▶ Stated goal
Give the records below, from the line with "Where can you spot the snow-covered mountain" to the line with "column 547, row 174", as a two-column CSV with the headers query_text and points. Make one row per record, with its text and its answer each in a single quoted field and line breaks replaced by spaces.

▶ Given records

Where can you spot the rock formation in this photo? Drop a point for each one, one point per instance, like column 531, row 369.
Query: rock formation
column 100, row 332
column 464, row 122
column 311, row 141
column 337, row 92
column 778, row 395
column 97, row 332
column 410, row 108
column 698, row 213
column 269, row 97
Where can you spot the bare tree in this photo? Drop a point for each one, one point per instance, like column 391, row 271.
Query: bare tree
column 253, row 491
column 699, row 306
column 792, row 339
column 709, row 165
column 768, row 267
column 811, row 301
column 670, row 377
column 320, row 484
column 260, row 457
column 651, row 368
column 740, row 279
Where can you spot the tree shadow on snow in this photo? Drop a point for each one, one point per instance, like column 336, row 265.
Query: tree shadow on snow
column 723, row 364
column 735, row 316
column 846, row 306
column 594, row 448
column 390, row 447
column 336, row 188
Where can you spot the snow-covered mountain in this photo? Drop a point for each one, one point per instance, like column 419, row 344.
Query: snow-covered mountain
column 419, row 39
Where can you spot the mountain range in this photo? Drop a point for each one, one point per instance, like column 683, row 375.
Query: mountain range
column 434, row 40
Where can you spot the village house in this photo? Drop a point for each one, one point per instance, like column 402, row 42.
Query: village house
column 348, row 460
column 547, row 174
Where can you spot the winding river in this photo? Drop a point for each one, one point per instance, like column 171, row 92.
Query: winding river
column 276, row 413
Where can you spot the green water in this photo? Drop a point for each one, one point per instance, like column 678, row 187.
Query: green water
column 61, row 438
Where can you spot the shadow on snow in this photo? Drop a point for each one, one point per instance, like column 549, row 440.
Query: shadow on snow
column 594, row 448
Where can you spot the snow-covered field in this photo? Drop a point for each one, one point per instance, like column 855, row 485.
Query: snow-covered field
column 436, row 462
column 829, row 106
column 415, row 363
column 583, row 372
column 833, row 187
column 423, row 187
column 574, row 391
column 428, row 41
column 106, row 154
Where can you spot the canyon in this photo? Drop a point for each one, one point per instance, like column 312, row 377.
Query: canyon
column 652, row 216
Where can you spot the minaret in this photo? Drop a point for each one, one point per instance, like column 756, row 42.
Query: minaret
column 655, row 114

▶ Result for this task
query_text,points
"Where can you spot the snow-covered mountain in this photo? Drop a point for each one, one point per instance, like column 419, row 344. Query: snow-covered mountain","column 419, row 39"
"Where can you spot the mountain range in this photo? Drop a point for each one, one point per instance, like column 683, row 375. Query: mountain range","column 434, row 40"
"Where can you spot the village house in this photo? Drop a point for each one, one point per instance, like column 402, row 42. Query: village house","column 348, row 460 column 547, row 174"